- _Page text_:
........

By Dr. Ramon Ricardo A. Roque, CESOI, Diplomate

The effects of the Dengvaxia controversy is feared affect not only the 800,000 plus who received one or more doses of the anti-dengue vaccine but also the millions of children whose parents now refuse the government-sponsored vaccines, including deworming pills.

The Department of Health is now aggressively pursuing information interventions to assure the public that the vaccines included in the vaccination program of the government (like those for measles, diphtheria, and polio) are safe as millions of Filipino children received such vaccines for decades now.

The refusal of many parents to have their children vaccinated is a very serious concern for the government, particularly for the Department of Health, because without the protection that such vaccines provide, Filipino children face a higher risk of suffering from many diseases.

For the information interventions of the Department of Health to work, they should address the real essence of the parents’ fear.

Such fear is obviously on the safety of the vaccines and medicines that are provided through the health programs of the Department of Health. Will parents still refuse to have their children given vaccines for measles, diphtheria, polio and other diseases if they will be given by private doctors or in private hospitals?

One underlying fact about the fear of parents is the trust in the Department of Health.

The information interventions of the Department of Health should be designed with due recognition to the fact that the Dengvaxia controversy caused the erosion of the people’s trust in the government agency mandated to advance health causes for Filipinos.

The allegations of corruption being the root cause of the Dengvaxia controversy need to be addressed soon because without finding the truth about the same, Filipinos will continue to doubt the Department of Health.

The parents are afraid that vaccines that are fruits of the proverbial “poisonous tree” (i.e. corruption) are not literally and figuratively “clean” and will thus expose their children to risk of getting more sick instead of being healthier.

The concerned government agencies like the Department of Health and the Department of Justice should hasten investigations on the allegations of corruption in the purchase of the Dengvaxia vaccine. The Senate and the House of Representatives need to continue in putting pressure to the Executive Branch in finding the truth about this issue.

The media can also do a lot by not letting the issue be drowned by other controversies.

The most effective information intervention that the Department of Health should make is one that convinces the people that there’s no corruption whatsoever in its operations and programs. Such intervention will go a long way in advancing health causes for Filipinos, especially the Filipino children.

........

- _Dataset content_:

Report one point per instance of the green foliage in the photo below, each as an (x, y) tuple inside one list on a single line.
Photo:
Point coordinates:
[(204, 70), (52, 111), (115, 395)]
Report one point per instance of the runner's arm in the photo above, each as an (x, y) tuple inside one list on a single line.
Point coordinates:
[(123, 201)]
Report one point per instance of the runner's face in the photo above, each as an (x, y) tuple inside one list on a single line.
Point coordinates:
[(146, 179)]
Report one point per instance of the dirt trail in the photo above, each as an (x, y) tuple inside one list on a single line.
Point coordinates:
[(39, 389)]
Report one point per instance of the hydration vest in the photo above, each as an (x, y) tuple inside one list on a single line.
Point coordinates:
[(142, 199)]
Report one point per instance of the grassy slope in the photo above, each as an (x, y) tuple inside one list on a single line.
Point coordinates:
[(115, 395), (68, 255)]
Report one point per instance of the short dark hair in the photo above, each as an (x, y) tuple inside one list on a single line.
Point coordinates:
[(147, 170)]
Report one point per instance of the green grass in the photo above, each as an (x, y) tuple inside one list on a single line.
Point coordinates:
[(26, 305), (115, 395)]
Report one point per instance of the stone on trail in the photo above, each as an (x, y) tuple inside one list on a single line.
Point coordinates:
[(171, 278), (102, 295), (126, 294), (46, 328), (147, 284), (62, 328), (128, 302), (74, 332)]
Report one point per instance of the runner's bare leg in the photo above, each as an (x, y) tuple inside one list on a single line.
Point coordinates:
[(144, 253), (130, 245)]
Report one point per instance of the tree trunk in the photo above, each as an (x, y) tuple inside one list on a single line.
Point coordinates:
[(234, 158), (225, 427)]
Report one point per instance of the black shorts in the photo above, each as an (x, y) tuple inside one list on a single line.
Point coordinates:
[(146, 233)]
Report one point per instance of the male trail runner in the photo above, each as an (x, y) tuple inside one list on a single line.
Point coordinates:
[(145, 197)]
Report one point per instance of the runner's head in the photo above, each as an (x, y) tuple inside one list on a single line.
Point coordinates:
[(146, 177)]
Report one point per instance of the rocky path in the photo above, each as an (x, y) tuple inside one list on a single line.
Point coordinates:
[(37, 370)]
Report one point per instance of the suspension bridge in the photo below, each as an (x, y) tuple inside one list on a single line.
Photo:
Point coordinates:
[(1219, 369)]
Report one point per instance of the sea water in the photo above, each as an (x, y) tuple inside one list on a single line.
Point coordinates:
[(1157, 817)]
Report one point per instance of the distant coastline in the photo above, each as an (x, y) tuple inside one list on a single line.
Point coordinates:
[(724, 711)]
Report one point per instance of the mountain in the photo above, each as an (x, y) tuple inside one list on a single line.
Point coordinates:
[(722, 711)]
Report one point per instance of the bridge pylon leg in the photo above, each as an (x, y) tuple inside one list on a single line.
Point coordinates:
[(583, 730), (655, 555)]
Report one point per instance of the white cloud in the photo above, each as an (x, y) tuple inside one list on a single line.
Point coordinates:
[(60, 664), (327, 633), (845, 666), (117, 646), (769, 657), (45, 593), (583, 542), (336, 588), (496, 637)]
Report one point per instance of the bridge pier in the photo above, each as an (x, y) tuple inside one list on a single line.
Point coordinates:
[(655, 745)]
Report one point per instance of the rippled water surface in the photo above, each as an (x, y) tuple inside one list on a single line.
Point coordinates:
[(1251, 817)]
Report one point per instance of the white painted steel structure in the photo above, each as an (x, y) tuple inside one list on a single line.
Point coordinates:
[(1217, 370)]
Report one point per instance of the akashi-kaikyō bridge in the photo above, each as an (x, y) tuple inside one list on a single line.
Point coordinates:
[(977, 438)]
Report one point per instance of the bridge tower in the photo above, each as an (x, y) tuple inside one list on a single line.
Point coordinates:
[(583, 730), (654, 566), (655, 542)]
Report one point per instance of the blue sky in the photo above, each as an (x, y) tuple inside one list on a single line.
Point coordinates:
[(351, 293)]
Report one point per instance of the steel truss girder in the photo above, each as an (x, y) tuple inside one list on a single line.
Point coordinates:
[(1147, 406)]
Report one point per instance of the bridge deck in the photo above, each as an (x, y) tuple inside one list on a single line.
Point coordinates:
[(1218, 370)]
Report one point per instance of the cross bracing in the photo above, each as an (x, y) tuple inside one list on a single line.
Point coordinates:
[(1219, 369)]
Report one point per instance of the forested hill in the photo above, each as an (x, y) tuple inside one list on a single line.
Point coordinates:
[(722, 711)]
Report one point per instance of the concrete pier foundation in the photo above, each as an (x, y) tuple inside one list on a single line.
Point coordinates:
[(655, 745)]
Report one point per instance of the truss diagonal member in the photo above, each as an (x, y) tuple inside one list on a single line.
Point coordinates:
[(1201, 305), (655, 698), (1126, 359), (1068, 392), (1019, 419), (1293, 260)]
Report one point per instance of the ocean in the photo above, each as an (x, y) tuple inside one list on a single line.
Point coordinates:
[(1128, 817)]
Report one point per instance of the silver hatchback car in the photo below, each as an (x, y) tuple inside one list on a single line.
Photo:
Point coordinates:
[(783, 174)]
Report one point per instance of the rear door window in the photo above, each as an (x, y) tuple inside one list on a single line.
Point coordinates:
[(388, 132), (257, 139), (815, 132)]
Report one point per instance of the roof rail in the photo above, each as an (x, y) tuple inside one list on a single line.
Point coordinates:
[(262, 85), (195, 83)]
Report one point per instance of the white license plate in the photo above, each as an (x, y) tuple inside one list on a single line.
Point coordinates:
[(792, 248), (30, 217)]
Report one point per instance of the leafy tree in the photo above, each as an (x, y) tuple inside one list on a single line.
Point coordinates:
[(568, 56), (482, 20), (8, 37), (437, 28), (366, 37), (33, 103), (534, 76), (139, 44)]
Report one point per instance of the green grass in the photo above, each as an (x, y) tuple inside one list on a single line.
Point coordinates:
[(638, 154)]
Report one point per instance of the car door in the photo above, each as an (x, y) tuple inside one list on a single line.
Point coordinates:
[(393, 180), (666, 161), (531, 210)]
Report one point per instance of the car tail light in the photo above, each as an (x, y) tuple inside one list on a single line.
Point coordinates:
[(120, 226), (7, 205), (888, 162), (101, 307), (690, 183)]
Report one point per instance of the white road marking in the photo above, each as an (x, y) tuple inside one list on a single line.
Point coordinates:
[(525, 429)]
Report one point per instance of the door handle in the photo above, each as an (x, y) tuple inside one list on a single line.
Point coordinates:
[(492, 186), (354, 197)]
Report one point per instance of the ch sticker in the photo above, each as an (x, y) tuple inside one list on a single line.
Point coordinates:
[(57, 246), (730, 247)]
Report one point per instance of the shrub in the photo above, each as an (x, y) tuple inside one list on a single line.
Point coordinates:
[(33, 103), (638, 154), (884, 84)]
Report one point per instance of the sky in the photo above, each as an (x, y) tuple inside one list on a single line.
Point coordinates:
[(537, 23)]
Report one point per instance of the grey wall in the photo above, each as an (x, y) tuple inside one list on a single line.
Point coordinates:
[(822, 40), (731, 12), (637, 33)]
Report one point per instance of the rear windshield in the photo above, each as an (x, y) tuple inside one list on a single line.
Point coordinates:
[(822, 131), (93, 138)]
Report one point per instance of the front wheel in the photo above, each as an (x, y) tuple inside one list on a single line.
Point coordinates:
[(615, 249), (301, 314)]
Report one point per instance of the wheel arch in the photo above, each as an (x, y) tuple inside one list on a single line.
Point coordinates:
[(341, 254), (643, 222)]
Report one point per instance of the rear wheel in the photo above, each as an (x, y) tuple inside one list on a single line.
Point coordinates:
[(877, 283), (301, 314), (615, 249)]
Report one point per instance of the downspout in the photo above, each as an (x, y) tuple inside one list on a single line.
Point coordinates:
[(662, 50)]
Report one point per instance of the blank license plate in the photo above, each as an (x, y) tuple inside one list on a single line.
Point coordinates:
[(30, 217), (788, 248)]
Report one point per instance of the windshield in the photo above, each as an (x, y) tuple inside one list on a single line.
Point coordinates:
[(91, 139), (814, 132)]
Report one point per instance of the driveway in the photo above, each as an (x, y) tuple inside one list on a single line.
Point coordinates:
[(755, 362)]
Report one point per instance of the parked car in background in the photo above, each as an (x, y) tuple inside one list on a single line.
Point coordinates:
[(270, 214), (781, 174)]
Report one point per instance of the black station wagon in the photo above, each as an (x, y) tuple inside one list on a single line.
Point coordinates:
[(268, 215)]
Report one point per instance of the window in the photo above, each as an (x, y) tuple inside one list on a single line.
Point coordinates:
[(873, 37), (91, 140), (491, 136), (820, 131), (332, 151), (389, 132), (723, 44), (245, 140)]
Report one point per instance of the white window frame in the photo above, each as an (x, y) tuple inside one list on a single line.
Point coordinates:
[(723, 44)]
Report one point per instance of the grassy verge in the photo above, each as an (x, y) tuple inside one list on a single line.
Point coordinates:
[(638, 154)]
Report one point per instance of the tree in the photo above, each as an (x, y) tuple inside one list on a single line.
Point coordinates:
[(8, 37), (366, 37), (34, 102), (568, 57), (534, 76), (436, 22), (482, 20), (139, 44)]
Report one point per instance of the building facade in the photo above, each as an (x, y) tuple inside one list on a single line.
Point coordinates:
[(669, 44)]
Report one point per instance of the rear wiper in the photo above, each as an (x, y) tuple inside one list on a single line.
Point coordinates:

........

- _Task_: In the article on the Dengvaxia controversy, which two government agencies are urged to speed up investigations into the corruption allegations?

- _Task solution_: The Department of Health and the Department of Justice.